- TEXT TO READ -

--- start ---

Saturday, March 30, 2013

complicity, consequences, intentions

I get by in a wealthy country, middle class sort of way because I'm American, though being white, male, and hetero has surely helped in less obvious ways. The reason there's a market for English in Japan is that English-speaking humans have been very proficient at using guns and missiles and social constructs and economic tomfoolery to take things in the past several centuries. The country I was born in, once upon a time, helped push industrialization on an agrarian Japanese society, and when that went in an inconvenient direction, bombed the shit out of the humans here and gave them a one-party nominal democracy like its own. Now the Japanese want English so they can get ahead in the Frankensteinian corporate ladder-climbing wage slave hell so kindly gift-wrapped for them by my nominal fellow countrypeople or because it's fashionable thanks to the propaganda factories in Hollywood or, whatever the details of a particular case, it's pretty clearly going to be an effect of empire. And I'm here to help. 

Getting back to yesterday's post, I want to say that while dominant group status means that you necessarily receive often unnoticed benefits at the expense of the dominated group, this doesn't mean that it's good to be a member of the dominant group, even as, materially, dominant group membership is clearly less bad. Less bad is not good and materiality, in the commonly understood sense, is not everything.

--- end ---

- JOB 1 -
In the blog post on English and empire, what is the reason given for the market for English in Japan?
- JOB 2 -
Please continue the blog post on English and empire, picking up right after its last sentence.

(Data extracted from a collection)

--- start ---

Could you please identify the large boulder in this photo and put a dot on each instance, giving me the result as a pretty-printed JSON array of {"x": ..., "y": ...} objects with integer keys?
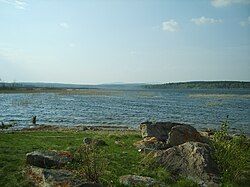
[
  {"x": 183, "y": 133},
  {"x": 55, "y": 178},
  {"x": 167, "y": 134},
  {"x": 135, "y": 180},
  {"x": 48, "y": 159},
  {"x": 192, "y": 160}
]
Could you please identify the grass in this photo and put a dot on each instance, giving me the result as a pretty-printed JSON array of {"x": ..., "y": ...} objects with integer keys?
[
  {"x": 120, "y": 156},
  {"x": 232, "y": 155}
]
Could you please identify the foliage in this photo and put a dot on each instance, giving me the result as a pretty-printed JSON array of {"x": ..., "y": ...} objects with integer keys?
[
  {"x": 232, "y": 155},
  {"x": 90, "y": 161}
]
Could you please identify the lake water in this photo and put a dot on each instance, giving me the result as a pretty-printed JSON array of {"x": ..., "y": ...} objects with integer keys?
[{"x": 201, "y": 108}]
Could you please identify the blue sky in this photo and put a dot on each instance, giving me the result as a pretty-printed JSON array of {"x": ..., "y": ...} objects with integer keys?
[{"x": 92, "y": 42}]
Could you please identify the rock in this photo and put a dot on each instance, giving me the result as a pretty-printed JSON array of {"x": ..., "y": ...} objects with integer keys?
[
  {"x": 87, "y": 140},
  {"x": 57, "y": 178},
  {"x": 95, "y": 142},
  {"x": 162, "y": 135},
  {"x": 192, "y": 160},
  {"x": 158, "y": 130},
  {"x": 33, "y": 120},
  {"x": 183, "y": 133},
  {"x": 135, "y": 180},
  {"x": 47, "y": 159},
  {"x": 99, "y": 142},
  {"x": 150, "y": 143}
]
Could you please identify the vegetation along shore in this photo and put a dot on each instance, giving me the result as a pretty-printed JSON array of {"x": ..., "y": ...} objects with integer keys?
[{"x": 99, "y": 156}]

--- end ---

- WRITTEN REPLY 1 -
English-speaking humans have been very proficient at using guns, missiles, social constructs, and economic tomfoolery to take things over the past several centuries.

- WRITTEN REPLY 2 -
You do not kill people you don't know if you're not a miserable wreck inside. You do not fantasize about other people doing it either. You do not invent two separate, opposed bad/good language systems entirely revolving around us (freedom fighters) and them (terrorists) to describe the same physical realities if you're a reasonably healthy human. You do these things because it resolves an immediate tension (while leaving the underlying long-term tension intact) by displacing it on a victim.  

This of course is not to excuse abusers. Speaking as a knowingly complicit person (not as an abuse victim), I'm concerned only with consequences and how best to avoid bad ones, specifically unnecessary harm to humans. That Stalin likely suffered through a profoundly depressing internal life from early childhood should have had no impact on the imperative to stop him dead. Even if it were true (it's not) that he couldn't have done anything differently or that he was dealt a particularly bad hand, that imperative would be unaffected.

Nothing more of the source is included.